## RECORDS FOR THIS EXERCISE
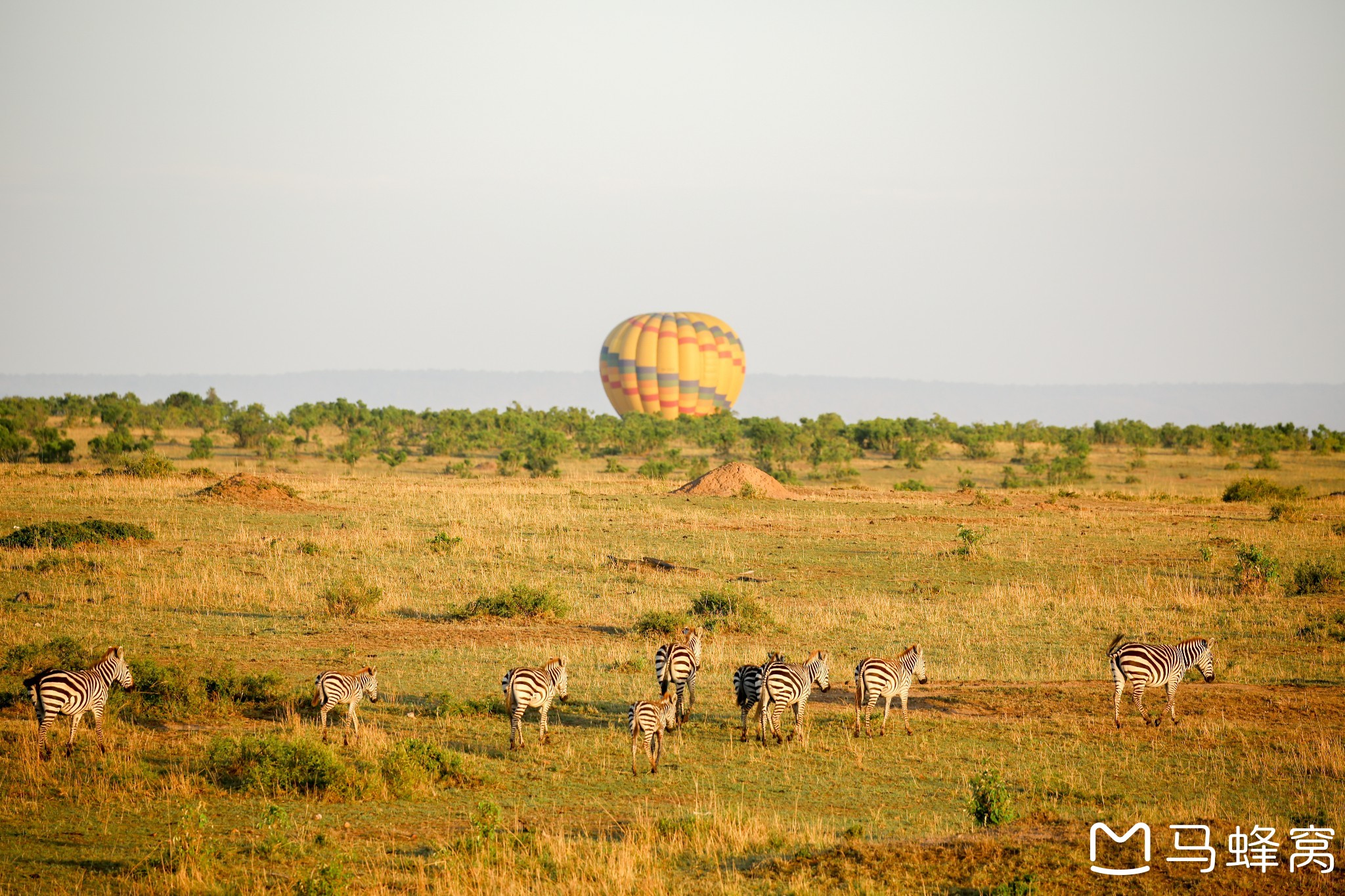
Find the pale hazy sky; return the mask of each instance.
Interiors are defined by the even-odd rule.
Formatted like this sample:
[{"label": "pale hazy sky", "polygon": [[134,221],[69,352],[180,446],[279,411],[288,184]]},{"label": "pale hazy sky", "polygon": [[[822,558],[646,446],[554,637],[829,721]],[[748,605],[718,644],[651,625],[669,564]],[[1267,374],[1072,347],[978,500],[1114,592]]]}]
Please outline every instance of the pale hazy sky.
[{"label": "pale hazy sky", "polygon": [[0,372],[1345,382],[1345,3],[0,0]]}]

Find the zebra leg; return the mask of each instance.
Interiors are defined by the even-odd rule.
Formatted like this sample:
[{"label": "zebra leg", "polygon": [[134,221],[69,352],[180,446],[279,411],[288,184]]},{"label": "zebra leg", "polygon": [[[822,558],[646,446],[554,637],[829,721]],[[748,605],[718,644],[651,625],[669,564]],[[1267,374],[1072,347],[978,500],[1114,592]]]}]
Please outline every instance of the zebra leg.
[{"label": "zebra leg", "polygon": [[38,721],[38,758],[44,759],[51,755],[51,747],[47,746],[47,733],[51,731],[51,725],[56,721],[56,713],[43,715],[40,721]]},{"label": "zebra leg", "polygon": [[1126,689],[1126,673],[1120,670],[1116,661],[1111,661],[1111,677],[1116,682],[1116,693],[1111,701],[1112,716],[1116,720],[1116,727],[1120,728],[1120,693]]},{"label": "zebra leg", "polygon": [[71,755],[75,751],[75,731],[79,729],[79,720],[83,719],[82,712],[73,713],[70,716],[70,740],[66,742],[66,755]]},{"label": "zebra leg", "polygon": [[[1139,717],[1145,720],[1146,725],[1154,724],[1154,720],[1149,717],[1149,711],[1145,709],[1145,682],[1137,681],[1131,686],[1131,693],[1135,697],[1135,709],[1139,709]],[[1162,716],[1159,716],[1162,717]]]}]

## REQUEST
Rewrite the records above with every occurrence of "even-odd rule" replaced by "nonzero winding rule" and everything else unchanged. Leave the pictures out.

## TASK OUTPUT
Find the pale hazy sky; return the mask of each instance.
Interiors are defined by the nonzero winding rule.
Formatted like this sample:
[{"label": "pale hazy sky", "polygon": [[134,221],[69,352],[180,446],[279,411],[288,184]]},{"label": "pale hazy sky", "polygon": [[[822,558],[646,446],[554,637],[829,721]],[[748,605],[718,644],[651,625],[669,564]],[[1267,374],[1072,347],[978,500],[1114,592]]]}]
Please outline every instance of the pale hazy sky.
[{"label": "pale hazy sky", "polygon": [[0,372],[1345,382],[1345,3],[0,0]]}]

Find the zebra leg; return the mask of each instance.
Interiors are defined by the nonzero winding rule.
Formatted like this sample:
[{"label": "zebra leg", "polygon": [[134,221],[69,352],[180,446],[279,411],[288,184]]},{"label": "zebra leg", "polygon": [[[822,558],[646,446],[554,637],[829,721]],[[748,605],[718,644],[651,625],[669,564]],[[1267,374],[1072,347],[978,500],[1114,592]]]}]
Please outline every instance of the zebra leg.
[{"label": "zebra leg", "polygon": [[38,721],[38,758],[44,759],[51,755],[51,747],[47,746],[47,733],[51,731],[51,725],[56,721],[56,713],[43,715],[40,721]]},{"label": "zebra leg", "polygon": [[1126,689],[1126,673],[1120,670],[1116,661],[1111,661],[1111,677],[1116,682],[1116,693],[1111,701],[1112,716],[1116,720],[1116,727],[1120,728],[1120,693]]},{"label": "zebra leg", "polygon": [[71,755],[75,751],[75,731],[79,729],[79,720],[83,719],[82,712],[73,713],[70,716],[70,740],[66,742],[66,755]]},{"label": "zebra leg", "polygon": [[[1139,717],[1145,720],[1146,725],[1154,724],[1154,720],[1149,717],[1149,711],[1145,709],[1145,682],[1137,681],[1131,686],[1131,693],[1135,697],[1135,709],[1139,709]],[[1162,716],[1159,716],[1162,717]]]}]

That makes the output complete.